WRITTEN EXERCISE: Repeat the lines from the records below word for word, starting at the line with "Where can you see the white window" and continuing through the end of the records.

(Pointing and labeling records)
★ ★ ★ ★ ★

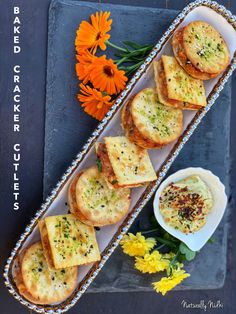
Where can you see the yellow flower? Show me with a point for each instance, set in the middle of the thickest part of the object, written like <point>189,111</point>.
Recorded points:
<point>151,263</point>
<point>169,255</point>
<point>137,245</point>
<point>168,283</point>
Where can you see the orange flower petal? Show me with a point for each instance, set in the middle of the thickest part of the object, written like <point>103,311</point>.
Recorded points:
<point>105,76</point>
<point>94,35</point>
<point>94,102</point>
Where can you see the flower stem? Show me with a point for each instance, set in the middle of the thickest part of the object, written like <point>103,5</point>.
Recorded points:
<point>160,247</point>
<point>115,46</point>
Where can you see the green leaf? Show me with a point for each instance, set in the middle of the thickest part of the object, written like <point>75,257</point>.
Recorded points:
<point>153,221</point>
<point>132,44</point>
<point>99,164</point>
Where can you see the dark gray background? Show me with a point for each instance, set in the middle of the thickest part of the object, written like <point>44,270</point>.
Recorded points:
<point>67,127</point>
<point>33,61</point>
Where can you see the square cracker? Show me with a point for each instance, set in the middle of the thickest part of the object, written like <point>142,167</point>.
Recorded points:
<point>72,242</point>
<point>131,164</point>
<point>180,85</point>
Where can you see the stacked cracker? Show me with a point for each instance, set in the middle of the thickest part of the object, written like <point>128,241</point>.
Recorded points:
<point>100,195</point>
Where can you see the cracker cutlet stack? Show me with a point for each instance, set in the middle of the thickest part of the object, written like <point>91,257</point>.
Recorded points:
<point>175,87</point>
<point>150,124</point>
<point>94,201</point>
<point>40,284</point>
<point>69,241</point>
<point>200,50</point>
<point>123,163</point>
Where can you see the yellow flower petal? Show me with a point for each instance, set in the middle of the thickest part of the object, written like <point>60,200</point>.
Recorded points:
<point>151,263</point>
<point>137,245</point>
<point>168,283</point>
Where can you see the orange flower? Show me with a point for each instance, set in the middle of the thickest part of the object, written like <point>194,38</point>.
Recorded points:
<point>94,35</point>
<point>82,68</point>
<point>106,76</point>
<point>95,103</point>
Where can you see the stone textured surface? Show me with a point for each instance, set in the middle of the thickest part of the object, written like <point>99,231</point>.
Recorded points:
<point>67,128</point>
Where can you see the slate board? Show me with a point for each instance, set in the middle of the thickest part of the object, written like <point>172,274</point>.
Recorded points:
<point>67,129</point>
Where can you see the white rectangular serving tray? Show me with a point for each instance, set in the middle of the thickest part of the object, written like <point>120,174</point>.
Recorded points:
<point>108,237</point>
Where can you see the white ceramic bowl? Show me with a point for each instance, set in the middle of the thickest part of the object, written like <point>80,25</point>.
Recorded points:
<point>195,241</point>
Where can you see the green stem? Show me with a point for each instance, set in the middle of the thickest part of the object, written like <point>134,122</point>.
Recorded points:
<point>115,46</point>
<point>160,247</point>
<point>169,271</point>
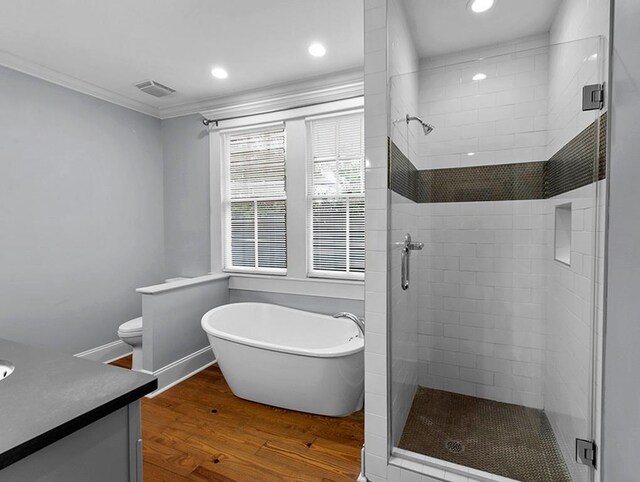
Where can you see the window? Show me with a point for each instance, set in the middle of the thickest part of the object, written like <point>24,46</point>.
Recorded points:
<point>335,194</point>
<point>255,200</point>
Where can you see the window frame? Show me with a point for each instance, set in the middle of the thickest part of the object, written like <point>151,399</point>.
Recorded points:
<point>225,201</point>
<point>309,165</point>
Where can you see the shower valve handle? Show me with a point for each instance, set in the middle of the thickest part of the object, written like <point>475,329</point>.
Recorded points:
<point>407,246</point>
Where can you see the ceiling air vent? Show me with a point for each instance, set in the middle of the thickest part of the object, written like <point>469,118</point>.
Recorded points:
<point>154,88</point>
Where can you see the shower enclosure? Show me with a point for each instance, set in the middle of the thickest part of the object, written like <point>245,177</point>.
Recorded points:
<point>496,323</point>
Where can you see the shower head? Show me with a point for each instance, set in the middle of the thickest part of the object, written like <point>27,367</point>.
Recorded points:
<point>426,127</point>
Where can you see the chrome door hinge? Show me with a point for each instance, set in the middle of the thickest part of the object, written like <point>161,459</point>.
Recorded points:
<point>593,97</point>
<point>586,452</point>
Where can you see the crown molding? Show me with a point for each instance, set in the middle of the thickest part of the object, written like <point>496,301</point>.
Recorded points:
<point>35,70</point>
<point>328,88</point>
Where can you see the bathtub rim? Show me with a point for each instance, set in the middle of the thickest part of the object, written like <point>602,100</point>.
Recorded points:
<point>354,345</point>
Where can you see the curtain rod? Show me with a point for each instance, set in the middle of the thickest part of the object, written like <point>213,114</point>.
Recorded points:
<point>208,122</point>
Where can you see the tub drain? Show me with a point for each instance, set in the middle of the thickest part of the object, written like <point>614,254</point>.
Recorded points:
<point>454,446</point>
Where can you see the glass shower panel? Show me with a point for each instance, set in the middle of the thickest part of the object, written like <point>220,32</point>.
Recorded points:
<point>493,345</point>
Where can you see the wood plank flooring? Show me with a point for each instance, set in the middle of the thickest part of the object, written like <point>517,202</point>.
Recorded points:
<point>199,431</point>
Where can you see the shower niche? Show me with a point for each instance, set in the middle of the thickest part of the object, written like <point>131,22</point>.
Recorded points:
<point>492,349</point>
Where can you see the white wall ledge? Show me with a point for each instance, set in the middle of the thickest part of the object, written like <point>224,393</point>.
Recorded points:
<point>329,288</point>
<point>182,283</point>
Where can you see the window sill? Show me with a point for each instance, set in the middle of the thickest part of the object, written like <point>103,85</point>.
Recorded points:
<point>329,288</point>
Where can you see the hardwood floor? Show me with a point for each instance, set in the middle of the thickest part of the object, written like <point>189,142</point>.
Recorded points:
<point>199,431</point>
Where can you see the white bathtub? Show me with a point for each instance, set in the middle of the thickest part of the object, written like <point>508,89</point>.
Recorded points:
<point>288,358</point>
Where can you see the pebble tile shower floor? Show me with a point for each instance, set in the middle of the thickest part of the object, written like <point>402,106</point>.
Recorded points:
<point>500,438</point>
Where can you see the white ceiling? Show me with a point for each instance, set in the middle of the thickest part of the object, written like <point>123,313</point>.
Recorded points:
<point>107,46</point>
<point>444,26</point>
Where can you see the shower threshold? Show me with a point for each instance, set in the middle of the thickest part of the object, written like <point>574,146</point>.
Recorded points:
<point>499,438</point>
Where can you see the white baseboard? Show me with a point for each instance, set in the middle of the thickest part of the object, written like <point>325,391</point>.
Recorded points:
<point>180,370</point>
<point>107,353</point>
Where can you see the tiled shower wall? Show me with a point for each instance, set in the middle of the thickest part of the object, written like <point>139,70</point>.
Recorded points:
<point>502,119</point>
<point>570,318</point>
<point>482,316</point>
<point>405,216</point>
<point>487,324</point>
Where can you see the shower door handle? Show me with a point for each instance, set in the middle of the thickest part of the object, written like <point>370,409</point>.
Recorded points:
<point>405,257</point>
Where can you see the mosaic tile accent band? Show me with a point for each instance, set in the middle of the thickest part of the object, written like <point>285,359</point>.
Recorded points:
<point>571,167</point>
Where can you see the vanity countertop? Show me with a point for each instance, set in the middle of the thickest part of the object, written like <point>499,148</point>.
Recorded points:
<point>51,395</point>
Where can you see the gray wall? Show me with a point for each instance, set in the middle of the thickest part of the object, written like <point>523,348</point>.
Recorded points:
<point>621,406</point>
<point>185,144</point>
<point>81,214</point>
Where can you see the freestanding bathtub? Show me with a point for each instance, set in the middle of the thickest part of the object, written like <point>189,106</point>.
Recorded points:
<point>288,358</point>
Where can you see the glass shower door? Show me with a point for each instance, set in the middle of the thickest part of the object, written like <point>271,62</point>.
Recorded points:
<point>493,345</point>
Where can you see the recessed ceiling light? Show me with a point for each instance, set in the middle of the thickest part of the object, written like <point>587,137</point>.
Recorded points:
<point>480,6</point>
<point>219,73</point>
<point>317,49</point>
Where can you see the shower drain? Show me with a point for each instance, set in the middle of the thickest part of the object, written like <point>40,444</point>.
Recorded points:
<point>454,446</point>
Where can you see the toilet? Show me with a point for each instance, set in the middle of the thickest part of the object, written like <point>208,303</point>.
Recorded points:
<point>131,333</point>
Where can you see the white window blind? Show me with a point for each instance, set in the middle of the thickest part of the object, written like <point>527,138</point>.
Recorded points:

★ ★ ★ ★ ★

ANSWER FOR THIS EXERCISE:
Where can you see the white window blind? Show me with a point for each instance, set in the middle of the thickest part of the object, written like <point>527,138</point>.
Recorded points:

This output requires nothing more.